(Given text)
***

Third is the need to look closely at the fine details of agreements with governments as much as trade unions do in collective bargaining agreements in the public sector. The agreement reached with the federal government, it could be argued, was as straight forward as it appeared. But a closer look at that reached with the governors reveals a technical gambit. The fourth item on that agreement which reads: “the 36 States agree that the effective date for the implementation of the new minimum wage shall not be later than 1st August 2011 provided that any worker who earned less than the =N18,000 between 1st April and the effective date of the implementation of the new minimum wage shall be paid arrears of the difference”, effectively negates the payment of arrears to all workers, even if the state governments had not reneged on the agreement as a whole. It might be pertinent to take note of such booby traps in subsequent agreements after the looming return to the trenches over implementation of the new National Minimum Wage Act, “comes to become”.   

Fourth is the alleged “double speak” of the National Employers Consultative Association (NECA). In the midst of the mobilisation for a general strike last week, NECA had initiated a counter-mobilisation and equally incited the security agencies against the workers. This was presented as “a betrayal” by NECA on the part of the trade unions. It might however not exactly be so. NECA represents the interests of the capitalists-as-employers of labour. That it collaborates with labour as “a social partner” is not out of love for the working class or respect for its interests, it is merely to short-circuit the possibilities of workers’ power beyond the limitations of collective bargaining.

***

(Excerpted data)

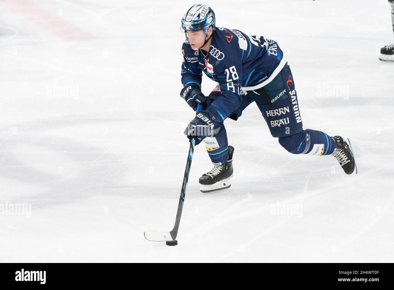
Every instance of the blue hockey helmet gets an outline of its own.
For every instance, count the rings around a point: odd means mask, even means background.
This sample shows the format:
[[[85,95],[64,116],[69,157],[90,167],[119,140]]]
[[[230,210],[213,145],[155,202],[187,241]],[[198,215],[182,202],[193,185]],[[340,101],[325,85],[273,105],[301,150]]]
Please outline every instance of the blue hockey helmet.
[[[208,5],[196,4],[190,7],[182,17],[180,30],[204,30],[206,34],[210,26],[214,30],[215,13],[212,8]]]

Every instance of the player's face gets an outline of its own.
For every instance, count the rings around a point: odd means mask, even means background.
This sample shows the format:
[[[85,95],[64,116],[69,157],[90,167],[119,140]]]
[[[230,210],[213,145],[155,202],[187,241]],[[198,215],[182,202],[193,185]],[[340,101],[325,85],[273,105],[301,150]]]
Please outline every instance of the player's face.
[[[204,30],[186,30],[186,32],[192,49],[196,51],[203,46],[205,41],[205,34],[204,33]]]

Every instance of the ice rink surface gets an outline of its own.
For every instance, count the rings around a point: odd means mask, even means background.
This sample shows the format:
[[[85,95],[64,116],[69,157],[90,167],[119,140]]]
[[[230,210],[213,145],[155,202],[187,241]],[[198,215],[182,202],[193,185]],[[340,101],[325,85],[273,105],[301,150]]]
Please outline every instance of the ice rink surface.
[[[206,4],[217,26],[278,42],[304,129],[349,138],[359,174],[288,153],[253,103],[225,122],[231,187],[200,192],[212,165],[197,146],[178,245],[147,241],[175,220],[194,116],[179,26],[195,3],[0,0],[0,262],[394,262],[388,3],[239,3]]]

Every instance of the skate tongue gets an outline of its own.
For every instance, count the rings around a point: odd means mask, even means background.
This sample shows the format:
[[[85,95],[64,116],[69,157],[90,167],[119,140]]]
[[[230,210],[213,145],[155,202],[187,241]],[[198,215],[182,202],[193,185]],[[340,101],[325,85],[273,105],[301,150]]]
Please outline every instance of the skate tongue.
[[[343,166],[347,163],[350,162],[350,160],[348,158],[346,154],[344,152],[342,149],[338,149],[336,152],[333,154],[333,156],[336,158],[341,166]]]
[[[211,177],[213,177],[215,175],[218,174],[221,172],[221,171],[223,170],[224,167],[224,165],[220,165],[220,166],[216,166],[215,165],[214,167],[214,168],[212,168],[210,171],[207,172],[205,174],[207,175],[209,175]]]

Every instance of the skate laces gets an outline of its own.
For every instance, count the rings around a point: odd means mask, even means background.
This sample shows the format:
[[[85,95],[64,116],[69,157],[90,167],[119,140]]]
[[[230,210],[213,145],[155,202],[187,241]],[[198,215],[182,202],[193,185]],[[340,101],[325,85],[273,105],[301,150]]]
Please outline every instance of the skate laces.
[[[338,150],[331,155],[339,161],[339,164],[340,164],[341,167],[350,162],[350,160],[348,158],[346,153],[345,153],[342,148],[338,148]]]
[[[390,44],[390,45],[385,45],[385,48],[386,50],[394,49],[394,43]]]
[[[210,171],[206,172],[205,174],[207,175],[209,175],[211,177],[213,177],[215,175],[218,174],[221,172],[223,168],[224,168],[224,165],[220,165],[220,166],[216,166],[215,165]]]

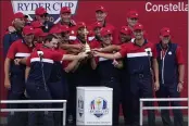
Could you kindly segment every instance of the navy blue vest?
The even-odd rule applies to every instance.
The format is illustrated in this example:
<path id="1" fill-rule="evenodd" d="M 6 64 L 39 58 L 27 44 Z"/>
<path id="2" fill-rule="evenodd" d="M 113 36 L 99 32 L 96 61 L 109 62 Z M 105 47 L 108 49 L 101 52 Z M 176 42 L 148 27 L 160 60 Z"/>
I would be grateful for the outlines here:
<path id="1" fill-rule="evenodd" d="M 161 84 L 173 85 L 178 83 L 178 64 L 176 61 L 176 43 L 168 43 L 164 59 L 161 58 L 161 43 L 156 45 L 159 78 Z"/>

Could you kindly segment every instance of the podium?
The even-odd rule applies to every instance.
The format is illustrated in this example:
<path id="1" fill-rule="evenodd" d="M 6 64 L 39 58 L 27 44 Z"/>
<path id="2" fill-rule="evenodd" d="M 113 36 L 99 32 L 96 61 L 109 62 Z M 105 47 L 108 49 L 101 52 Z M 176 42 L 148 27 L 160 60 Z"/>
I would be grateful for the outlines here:
<path id="1" fill-rule="evenodd" d="M 112 125 L 112 90 L 77 87 L 76 125 Z"/>

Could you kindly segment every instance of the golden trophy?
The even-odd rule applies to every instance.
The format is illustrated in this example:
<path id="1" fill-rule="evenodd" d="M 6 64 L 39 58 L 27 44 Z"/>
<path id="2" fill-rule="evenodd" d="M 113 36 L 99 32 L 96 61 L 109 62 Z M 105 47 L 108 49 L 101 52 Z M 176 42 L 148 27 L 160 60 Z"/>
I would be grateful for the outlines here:
<path id="1" fill-rule="evenodd" d="M 90 53 L 90 46 L 88 45 L 87 42 L 87 35 L 89 34 L 89 32 L 87 30 L 87 27 L 84 28 L 84 34 L 85 34 L 85 40 L 86 40 L 86 43 L 85 43 L 85 52 L 86 53 Z"/>

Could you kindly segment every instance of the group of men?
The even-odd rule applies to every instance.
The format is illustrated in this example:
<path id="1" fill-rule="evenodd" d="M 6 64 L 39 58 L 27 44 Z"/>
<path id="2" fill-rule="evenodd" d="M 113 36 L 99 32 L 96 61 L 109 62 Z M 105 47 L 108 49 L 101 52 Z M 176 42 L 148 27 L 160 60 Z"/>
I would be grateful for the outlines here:
<path id="1" fill-rule="evenodd" d="M 49 22 L 45 8 L 37 8 L 35 21 L 17 12 L 3 38 L 4 87 L 10 100 L 67 99 L 67 124 L 76 124 L 76 87 L 113 88 L 113 125 L 118 125 L 122 103 L 125 125 L 139 125 L 139 99 L 179 98 L 184 88 L 181 48 L 171 40 L 163 27 L 160 42 L 148 40 L 136 11 L 128 12 L 127 25 L 119 32 L 105 20 L 104 7 L 96 10 L 97 22 L 87 26 L 72 20 L 63 7 L 61 21 Z M 88 34 L 86 34 L 86 29 Z M 86 45 L 90 51 L 86 52 Z M 169 102 L 159 102 L 161 106 Z M 179 102 L 171 102 L 178 106 Z M 152 102 L 146 105 L 152 106 Z M 9 104 L 9 108 L 60 108 L 61 104 Z M 182 126 L 182 114 L 174 110 L 175 126 Z M 148 111 L 149 126 L 155 125 L 154 111 Z M 161 111 L 163 124 L 171 126 L 169 112 Z M 61 126 L 60 112 L 10 113 L 8 125 Z M 72 121 L 72 122 L 70 122 Z"/>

***

(The tasks)
**A.** In the minimum wage commentary, what is the latest effective date the 36 States agreed to for implementing the new minimum wage?
**B.** Count the lines in the entries that contain the string "surface". Case counts, and the reply is the number alone.

(Task-by-task solutions)
**A.** 1st August 2011.

**B.** 2